Phrase grounding data
_ _ _ _
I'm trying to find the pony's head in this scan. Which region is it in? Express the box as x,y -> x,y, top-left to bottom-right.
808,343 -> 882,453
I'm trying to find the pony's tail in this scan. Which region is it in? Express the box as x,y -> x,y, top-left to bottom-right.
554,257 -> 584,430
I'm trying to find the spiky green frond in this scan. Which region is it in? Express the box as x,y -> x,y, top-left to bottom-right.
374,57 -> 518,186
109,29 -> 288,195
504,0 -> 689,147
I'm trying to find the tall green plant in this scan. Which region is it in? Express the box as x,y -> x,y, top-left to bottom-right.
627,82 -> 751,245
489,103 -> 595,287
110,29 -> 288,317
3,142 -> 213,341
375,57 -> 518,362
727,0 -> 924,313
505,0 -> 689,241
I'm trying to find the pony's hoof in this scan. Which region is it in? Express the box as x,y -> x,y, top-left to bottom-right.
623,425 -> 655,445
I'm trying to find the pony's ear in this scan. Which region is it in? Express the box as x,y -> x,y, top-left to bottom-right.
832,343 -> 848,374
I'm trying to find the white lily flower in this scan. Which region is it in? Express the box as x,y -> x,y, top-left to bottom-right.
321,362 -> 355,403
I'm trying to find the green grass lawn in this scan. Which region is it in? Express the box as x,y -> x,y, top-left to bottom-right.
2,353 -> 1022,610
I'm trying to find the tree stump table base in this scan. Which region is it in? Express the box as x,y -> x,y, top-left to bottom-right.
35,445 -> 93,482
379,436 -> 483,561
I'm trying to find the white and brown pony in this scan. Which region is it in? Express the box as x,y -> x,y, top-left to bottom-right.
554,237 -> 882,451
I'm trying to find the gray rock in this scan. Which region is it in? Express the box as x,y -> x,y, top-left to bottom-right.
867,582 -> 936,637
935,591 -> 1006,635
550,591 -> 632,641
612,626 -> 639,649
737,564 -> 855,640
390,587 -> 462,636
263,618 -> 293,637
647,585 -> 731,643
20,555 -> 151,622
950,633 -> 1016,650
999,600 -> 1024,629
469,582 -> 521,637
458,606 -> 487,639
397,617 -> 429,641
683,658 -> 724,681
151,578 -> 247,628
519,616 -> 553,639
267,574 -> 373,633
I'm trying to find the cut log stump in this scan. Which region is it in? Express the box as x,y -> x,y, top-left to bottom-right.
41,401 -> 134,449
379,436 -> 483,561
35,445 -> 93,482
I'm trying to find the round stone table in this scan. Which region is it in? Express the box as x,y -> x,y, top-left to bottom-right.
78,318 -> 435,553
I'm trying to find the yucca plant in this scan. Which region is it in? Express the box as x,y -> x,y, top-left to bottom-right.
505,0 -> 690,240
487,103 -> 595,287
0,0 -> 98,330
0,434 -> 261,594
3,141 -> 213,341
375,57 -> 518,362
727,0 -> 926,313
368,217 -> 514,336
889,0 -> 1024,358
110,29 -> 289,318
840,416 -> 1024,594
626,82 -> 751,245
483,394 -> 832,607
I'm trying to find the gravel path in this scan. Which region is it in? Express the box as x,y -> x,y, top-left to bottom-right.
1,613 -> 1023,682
_ _ _ _
Your goal
Copy every record exactly.

Final answer
I'm trying to find the pony's head in this scan. Which region is it in? Express the box as x,y -> x,y, top-left to bottom-right.
808,343 -> 882,453
I'm trying to find the pony's tail in this scan. Which region is it in? Express the box as x,y -> x,y, top-left to bottom-right.
554,257 -> 584,430
I'm trying to find the spiky green frond in this scan. Which region is it in? Express the box as x,y -> x,y, top-left to bottom-right.
374,57 -> 518,186
109,29 -> 288,195
504,0 -> 689,147
I'm trying to find the tall green plant in this scan. Which region is it in? Express the box as x,y -> x,y, top-left to bottom-right.
627,82 -> 751,245
489,103 -> 595,287
110,29 -> 288,317
3,142 -> 213,341
375,57 -> 518,362
727,0 -> 924,313
505,0 -> 689,241
I'm trying to find the pony's hoof in this scan. Which region is it in? Express the box as x,y -> x,y, top-left to bottom-right.
623,425 -> 655,445
I'm trying to find the pony's ear in this scan. Which region is it in? Express the box as x,y -> x,y, top-left to bottom-right.
832,343 -> 848,374
I'm trying to find the white lily flower in this scan. Which region is it in? Express the box as x,y -> x,y, top-left to bottom-right.
321,362 -> 355,403
I'm trying to find the green grass lawn in this scan. Which region is it in? Express the box as x,y -> x,y, top-left to bottom-right.
2,353 -> 1022,610
I'm trying to find the tree stump table base in this scan. Which region is it in? Express the box as x,y -> x,y, top-left to bottom-right.
35,445 -> 93,482
379,436 -> 483,561
I'm trying to find the white and brown pony in this scan. Which region is it in? Express the box as x,y -> x,y, top-left to bottom-right.
554,237 -> 882,451
I'm trying to find the gray rock in this scan. Which region is it in? Express the box as x,y -> x,y, top-left to bottom-right.
867,582 -> 936,637
935,591 -> 1006,635
550,591 -> 632,641
612,626 -> 639,649
737,564 -> 855,640
390,587 -> 462,636
263,618 -> 293,637
647,585 -> 731,643
20,555 -> 151,622
950,633 -> 1016,650
999,600 -> 1024,629
469,582 -> 521,637
458,606 -> 487,639
397,617 -> 429,641
683,658 -> 724,681
151,578 -> 247,628
519,616 -> 553,639
267,574 -> 373,633
I'm trying to find the cut log stump in this scan. Which region is it in? Express the box as x,y -> x,y, top-left to bottom-right.
41,401 -> 134,449
379,436 -> 483,561
35,445 -> 93,482
I'm trying to find the round stone table in this scan. Which region is it in? Express the box as x,y -> x,y, top-left to bottom-right.
78,318 -> 435,553
I'm trying to find the yucca plant in this scan. Which region is it in? Express the box as x,y -> x,y, top-left to bottom-right.
505,0 -> 690,240
487,103 -> 595,287
0,0 -> 98,330
0,434 -> 261,594
3,141 -> 213,341
375,57 -> 518,362
727,0 -> 926,313
368,217 -> 514,336
889,0 -> 1024,358
110,29 -> 289,318
840,416 -> 1024,594
626,82 -> 751,245
483,394 -> 832,607
I'm trying to find the gravel path in this scan. Which region is it in? Express the box as x,y -> x,y, top-left to bottom-right.
1,613 -> 1023,682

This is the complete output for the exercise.